→ **What you have to do**
Return the lines below exactly, starting with the line that contains "outline snow-covered vehicle, every instance" and stopping after the last line.

Rows from a segmentation dataset

# # # #

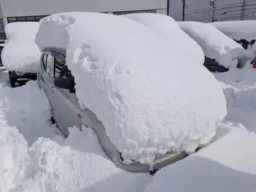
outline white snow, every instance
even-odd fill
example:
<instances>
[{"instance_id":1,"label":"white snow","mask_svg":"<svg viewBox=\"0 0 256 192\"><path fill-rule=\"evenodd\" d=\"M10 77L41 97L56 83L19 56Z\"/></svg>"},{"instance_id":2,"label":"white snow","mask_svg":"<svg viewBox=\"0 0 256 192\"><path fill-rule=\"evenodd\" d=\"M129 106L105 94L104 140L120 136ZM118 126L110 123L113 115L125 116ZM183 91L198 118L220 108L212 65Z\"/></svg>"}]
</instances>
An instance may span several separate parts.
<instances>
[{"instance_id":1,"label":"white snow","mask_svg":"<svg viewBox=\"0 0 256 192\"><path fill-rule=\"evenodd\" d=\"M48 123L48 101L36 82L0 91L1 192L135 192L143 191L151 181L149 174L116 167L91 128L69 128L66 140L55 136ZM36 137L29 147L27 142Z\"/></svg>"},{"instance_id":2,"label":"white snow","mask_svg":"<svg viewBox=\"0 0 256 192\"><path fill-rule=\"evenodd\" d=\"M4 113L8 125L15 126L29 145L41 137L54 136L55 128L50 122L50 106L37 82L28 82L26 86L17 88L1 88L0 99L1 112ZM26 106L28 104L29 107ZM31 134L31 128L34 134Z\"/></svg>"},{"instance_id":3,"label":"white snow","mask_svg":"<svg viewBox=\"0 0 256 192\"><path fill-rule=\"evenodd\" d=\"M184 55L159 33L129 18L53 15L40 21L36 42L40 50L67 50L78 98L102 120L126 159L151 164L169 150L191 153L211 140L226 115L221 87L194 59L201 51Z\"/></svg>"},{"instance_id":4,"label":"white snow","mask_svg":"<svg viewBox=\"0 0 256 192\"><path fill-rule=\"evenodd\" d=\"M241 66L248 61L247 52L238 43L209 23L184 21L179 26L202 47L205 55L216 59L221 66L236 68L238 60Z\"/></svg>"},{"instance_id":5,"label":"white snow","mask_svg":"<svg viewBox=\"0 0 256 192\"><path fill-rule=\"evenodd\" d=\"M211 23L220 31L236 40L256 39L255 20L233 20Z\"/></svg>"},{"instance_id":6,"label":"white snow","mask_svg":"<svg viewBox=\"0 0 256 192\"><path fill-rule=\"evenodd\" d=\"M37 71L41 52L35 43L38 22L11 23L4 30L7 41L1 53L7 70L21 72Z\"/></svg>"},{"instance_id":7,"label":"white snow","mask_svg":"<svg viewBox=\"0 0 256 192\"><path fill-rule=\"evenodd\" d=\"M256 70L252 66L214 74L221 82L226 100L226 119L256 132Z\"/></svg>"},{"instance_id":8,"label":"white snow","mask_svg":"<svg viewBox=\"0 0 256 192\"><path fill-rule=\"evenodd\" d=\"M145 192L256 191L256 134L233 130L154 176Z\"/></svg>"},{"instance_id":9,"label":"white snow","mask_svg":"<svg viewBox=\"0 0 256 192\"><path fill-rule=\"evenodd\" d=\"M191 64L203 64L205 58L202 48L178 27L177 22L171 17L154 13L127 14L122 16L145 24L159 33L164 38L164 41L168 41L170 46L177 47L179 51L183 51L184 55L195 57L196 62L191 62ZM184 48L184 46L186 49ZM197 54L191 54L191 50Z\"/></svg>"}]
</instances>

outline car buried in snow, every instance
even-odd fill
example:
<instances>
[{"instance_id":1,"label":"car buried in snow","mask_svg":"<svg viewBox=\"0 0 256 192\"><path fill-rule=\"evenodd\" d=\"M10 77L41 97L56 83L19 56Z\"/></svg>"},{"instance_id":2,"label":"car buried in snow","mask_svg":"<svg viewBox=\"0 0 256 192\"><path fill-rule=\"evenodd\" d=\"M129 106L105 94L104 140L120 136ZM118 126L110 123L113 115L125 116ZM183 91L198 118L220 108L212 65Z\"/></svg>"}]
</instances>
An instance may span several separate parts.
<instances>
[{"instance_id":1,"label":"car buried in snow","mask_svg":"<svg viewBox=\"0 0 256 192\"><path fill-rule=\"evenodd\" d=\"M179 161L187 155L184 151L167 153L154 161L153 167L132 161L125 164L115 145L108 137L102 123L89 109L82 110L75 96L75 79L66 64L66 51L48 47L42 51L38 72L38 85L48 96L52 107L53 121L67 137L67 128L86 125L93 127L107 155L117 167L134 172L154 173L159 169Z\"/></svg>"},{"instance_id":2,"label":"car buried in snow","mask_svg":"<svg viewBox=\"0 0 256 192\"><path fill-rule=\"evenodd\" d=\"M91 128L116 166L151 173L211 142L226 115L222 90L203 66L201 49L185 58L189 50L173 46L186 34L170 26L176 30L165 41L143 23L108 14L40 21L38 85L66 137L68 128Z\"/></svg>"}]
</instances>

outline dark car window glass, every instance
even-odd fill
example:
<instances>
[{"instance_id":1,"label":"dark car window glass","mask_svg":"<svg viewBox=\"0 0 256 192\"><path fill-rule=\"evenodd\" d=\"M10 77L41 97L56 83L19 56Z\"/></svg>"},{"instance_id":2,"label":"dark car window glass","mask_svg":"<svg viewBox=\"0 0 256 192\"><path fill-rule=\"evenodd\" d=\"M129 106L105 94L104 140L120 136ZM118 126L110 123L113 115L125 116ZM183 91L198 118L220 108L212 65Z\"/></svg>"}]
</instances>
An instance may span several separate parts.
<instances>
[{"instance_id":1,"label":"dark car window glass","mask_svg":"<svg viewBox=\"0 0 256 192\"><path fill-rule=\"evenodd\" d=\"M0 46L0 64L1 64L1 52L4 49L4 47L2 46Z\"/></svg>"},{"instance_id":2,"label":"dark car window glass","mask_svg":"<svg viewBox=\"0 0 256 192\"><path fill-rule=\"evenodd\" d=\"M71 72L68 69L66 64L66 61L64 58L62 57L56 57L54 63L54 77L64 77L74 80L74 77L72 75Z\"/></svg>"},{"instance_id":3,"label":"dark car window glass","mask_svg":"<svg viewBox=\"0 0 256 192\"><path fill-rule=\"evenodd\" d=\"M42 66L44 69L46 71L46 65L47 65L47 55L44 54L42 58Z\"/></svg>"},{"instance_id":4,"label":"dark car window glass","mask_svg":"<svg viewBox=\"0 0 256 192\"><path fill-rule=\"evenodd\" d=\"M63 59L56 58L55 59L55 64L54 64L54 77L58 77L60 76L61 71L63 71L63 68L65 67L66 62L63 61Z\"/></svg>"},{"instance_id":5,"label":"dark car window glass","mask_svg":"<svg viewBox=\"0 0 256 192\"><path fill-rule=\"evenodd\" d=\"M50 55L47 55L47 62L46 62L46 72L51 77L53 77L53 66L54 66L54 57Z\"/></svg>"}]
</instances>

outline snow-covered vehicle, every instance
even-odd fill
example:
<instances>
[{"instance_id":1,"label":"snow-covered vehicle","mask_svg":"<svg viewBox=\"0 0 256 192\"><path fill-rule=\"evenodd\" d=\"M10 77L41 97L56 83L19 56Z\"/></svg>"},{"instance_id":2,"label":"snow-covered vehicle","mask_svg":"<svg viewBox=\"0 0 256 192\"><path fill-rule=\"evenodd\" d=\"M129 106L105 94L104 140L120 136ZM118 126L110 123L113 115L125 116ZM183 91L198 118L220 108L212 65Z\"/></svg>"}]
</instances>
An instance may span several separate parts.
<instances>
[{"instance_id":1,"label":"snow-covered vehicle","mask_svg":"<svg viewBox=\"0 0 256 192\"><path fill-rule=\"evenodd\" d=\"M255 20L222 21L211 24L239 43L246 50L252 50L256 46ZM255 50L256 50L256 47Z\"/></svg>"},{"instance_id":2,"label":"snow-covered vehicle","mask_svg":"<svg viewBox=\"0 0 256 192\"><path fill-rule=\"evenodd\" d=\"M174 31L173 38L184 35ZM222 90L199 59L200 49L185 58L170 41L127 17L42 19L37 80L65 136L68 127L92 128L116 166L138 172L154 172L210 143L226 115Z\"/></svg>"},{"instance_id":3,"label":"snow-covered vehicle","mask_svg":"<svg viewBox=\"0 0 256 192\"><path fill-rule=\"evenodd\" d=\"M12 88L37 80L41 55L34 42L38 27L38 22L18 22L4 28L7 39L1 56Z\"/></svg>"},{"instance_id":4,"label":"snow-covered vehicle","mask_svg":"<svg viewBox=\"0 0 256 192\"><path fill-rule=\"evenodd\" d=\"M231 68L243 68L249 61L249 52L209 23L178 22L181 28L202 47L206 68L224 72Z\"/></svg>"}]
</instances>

# # # #

→ **Answer to this exercise**
outline snow-covered vehicle, every instance
even-odd fill
example:
<instances>
[{"instance_id":1,"label":"snow-covered vehicle","mask_svg":"<svg viewBox=\"0 0 256 192\"><path fill-rule=\"evenodd\" d=\"M10 77L41 97L56 83L19 56Z\"/></svg>"},{"instance_id":2,"label":"snow-covered vehicle","mask_svg":"<svg viewBox=\"0 0 256 192\"><path fill-rule=\"evenodd\" d=\"M129 106L105 94L104 140L120 136ZM118 126L110 123L113 115L125 116ZM183 91L198 118L220 108L212 65Z\"/></svg>"}]
</instances>
An instance may span several separate parts.
<instances>
[{"instance_id":1,"label":"snow-covered vehicle","mask_svg":"<svg viewBox=\"0 0 256 192\"><path fill-rule=\"evenodd\" d=\"M255 20L222 21L211 24L239 43L246 50L252 50L256 46ZM255 50L256 50L256 47Z\"/></svg>"},{"instance_id":2,"label":"snow-covered vehicle","mask_svg":"<svg viewBox=\"0 0 256 192\"><path fill-rule=\"evenodd\" d=\"M174 31L173 38L184 35ZM222 90L199 59L200 49L185 58L170 41L127 17L42 19L37 80L65 136L68 127L92 128L116 166L138 172L154 172L210 143L226 115Z\"/></svg>"},{"instance_id":3,"label":"snow-covered vehicle","mask_svg":"<svg viewBox=\"0 0 256 192\"><path fill-rule=\"evenodd\" d=\"M12 88L37 80L41 55L34 42L38 27L38 22L18 22L4 28L7 39L1 56Z\"/></svg>"},{"instance_id":4,"label":"snow-covered vehicle","mask_svg":"<svg viewBox=\"0 0 256 192\"><path fill-rule=\"evenodd\" d=\"M231 68L243 68L249 61L249 52L209 23L178 22L181 28L202 47L206 68L224 72Z\"/></svg>"}]
</instances>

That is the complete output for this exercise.